_Available records_
## start
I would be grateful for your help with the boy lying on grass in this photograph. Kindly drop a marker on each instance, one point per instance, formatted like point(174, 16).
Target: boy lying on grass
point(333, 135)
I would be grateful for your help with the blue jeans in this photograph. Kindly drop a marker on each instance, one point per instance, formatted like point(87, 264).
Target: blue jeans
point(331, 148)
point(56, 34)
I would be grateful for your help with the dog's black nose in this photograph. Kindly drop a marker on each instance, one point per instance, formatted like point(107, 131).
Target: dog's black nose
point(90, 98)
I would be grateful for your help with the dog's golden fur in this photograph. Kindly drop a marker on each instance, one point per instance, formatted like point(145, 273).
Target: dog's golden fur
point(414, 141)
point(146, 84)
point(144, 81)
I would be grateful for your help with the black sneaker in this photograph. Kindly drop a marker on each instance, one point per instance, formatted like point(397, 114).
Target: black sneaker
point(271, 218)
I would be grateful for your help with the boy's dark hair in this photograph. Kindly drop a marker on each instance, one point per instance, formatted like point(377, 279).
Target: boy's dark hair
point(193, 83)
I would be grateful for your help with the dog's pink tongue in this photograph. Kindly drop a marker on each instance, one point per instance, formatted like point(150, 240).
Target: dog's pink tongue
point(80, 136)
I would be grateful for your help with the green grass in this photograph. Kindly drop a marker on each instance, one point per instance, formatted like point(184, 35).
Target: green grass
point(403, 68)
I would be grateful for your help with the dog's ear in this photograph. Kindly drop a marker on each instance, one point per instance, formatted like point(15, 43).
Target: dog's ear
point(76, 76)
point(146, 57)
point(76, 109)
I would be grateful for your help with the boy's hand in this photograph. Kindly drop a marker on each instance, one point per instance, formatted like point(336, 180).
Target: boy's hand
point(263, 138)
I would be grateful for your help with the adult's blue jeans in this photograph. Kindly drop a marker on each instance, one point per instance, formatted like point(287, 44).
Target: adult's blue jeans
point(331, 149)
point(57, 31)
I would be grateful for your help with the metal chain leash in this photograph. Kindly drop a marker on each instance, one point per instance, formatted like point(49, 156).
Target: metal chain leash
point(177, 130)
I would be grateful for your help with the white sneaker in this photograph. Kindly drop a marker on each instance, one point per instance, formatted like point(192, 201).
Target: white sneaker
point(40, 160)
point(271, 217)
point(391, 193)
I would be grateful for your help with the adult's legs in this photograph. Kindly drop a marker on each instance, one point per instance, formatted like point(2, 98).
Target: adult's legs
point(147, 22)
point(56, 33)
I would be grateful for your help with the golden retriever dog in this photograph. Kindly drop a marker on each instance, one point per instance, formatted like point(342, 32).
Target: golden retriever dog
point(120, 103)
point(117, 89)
## end
_Stated exercise_
Copy out all of the material above line for line, without changing a single character.

_Response below_
I would be grateful for your help with the boy lying on grass in this photograph. Kindly drop a marker on each instance, one point per instance, formatted like point(174, 16).
Target: boy lying on grass
point(333, 135)
I would be grateful for your help with the blue jeans in this photograph. Kindly drop a marker on each instance, one point per instance, formatted like point(87, 264).
Target: blue jeans
point(331, 148)
point(56, 34)
I would be grateful for your help with the dog's black nose in this photograph. Kindly drop a marker on each instance, one point per instance, formatted like point(107, 131).
Target: dog's black nose
point(90, 98)
I would be grateful for your help with the dog's golden fur in this photograph. Kindly drop a marker on each instance, one point per instance, formatted like point(145, 273).
Target: dog's golden fur
point(414, 141)
point(146, 84)
point(144, 81)
I would be grateful for your help with the black sneaker in this photograph. Kindly drop a marker on each instance, one point per instance, formatted like point(397, 114).
Target: black sneaker
point(271, 218)
I would be grateful for your help with the boy's dark hair in this photograph. Kindly drop a marker on each instance, one point per instance, formatted like point(377, 279).
Target: boy's dark hair
point(193, 83)
I would be grateful for your help with the dog's pink tongue in this photograph. Kindly drop a marker on each instance, one point per instance, formatted like point(150, 240).
Target: dog's pink tongue
point(80, 136)
I would be grateful for your help with the green grass in this photograph. Kindly drop a marker on each instance, one point per instance, formatted like point(184, 35).
Target: green grass
point(403, 68)
I would be grateful for your help with the dog's ear in this photograph. Kindly drop a marker on each instance, one point per instance, formatted like point(15, 43).
Target: dog's ear
point(76, 76)
point(146, 57)
point(76, 109)
I would be grateful for your help with the boy's hand in this photograph. Kindly drop a marker on each instance, one point per instance, formatted like point(336, 180).
Target: boy's hand
point(263, 138)
I would be grateful for your help with the adult's blue jeans in this photograph. Kindly drop a marker on each instance, one point per instance, formatted like point(287, 44).
Target: adult's blue jeans
point(331, 149)
point(57, 31)
I would be grateful for your help with the metal chain leash in this photograph. Kindly drop a marker on each instance, one point per instance, formatted like point(49, 156).
Target: metal chain leash
point(177, 130)
I would be grateful for your help with the white sneaker in this photograph. Kindly drop a marker on each instance, one point per instance, formatted like point(192, 201).
Target: white sneaker
point(40, 160)
point(271, 217)
point(391, 193)
I would be grateful for your help with the adult's legs in this photograph. Kindly drop a marker on each instance, one point per instance, formatted like point(2, 98).
Target: adult's legs
point(147, 22)
point(56, 33)
I would be grateful for your help with the golden retriever dog in this photograph. Kindly drop a marker on each instance, one point per instance, formatted like point(342, 32).
Target: golden retriever dog
point(120, 103)
point(117, 89)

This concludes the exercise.